§ **Recorded data**:
····················
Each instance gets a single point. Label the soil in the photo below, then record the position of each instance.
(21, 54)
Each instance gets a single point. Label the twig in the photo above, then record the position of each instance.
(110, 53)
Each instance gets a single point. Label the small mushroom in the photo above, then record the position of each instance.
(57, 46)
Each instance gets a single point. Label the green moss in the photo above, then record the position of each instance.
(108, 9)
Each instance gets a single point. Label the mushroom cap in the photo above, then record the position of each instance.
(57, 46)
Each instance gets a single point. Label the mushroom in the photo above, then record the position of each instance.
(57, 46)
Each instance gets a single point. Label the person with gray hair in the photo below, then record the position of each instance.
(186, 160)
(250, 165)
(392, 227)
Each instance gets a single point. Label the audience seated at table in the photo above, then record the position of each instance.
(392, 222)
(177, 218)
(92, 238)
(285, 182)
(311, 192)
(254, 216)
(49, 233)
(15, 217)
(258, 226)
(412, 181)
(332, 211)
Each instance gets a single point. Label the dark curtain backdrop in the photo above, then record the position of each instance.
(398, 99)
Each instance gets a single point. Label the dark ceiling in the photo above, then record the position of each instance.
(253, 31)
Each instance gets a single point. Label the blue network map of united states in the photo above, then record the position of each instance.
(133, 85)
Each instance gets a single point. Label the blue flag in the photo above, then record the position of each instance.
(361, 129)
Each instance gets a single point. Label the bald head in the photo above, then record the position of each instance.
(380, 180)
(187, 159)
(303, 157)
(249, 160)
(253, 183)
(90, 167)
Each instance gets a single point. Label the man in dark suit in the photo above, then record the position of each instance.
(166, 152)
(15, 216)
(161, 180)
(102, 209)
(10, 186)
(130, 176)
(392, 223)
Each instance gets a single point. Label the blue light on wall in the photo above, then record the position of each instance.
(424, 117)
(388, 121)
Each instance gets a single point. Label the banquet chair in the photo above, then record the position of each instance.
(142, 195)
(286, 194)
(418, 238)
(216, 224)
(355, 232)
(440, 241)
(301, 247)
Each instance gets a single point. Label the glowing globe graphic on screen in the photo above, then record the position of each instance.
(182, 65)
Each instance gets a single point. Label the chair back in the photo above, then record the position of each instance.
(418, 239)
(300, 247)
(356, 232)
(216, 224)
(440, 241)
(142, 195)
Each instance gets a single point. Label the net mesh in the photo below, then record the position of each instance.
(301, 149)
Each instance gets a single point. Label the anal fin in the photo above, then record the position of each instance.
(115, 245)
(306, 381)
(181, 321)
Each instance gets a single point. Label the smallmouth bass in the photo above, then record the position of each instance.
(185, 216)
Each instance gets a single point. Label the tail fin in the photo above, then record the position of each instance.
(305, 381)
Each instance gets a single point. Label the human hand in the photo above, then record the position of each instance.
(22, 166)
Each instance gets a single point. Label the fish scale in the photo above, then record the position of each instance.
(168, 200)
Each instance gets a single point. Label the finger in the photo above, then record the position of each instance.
····················
§ **Set exercise**:
Repeat everything in the records from the line containing "Each instance gets a single point. Label the human" down to the end of the records, including both of those lines, and reproduce each line word for word.

§ **Result**:
Each instance gets a single point. Label the human hand in the photo above, then record the position of each instance.
(22, 166)
Each instance gets a single point. Label the fish scale in the photo above, then record the position of each instance.
(168, 200)
Each instance gets a single point. Label the finger in the photo above, then record the position of each instance.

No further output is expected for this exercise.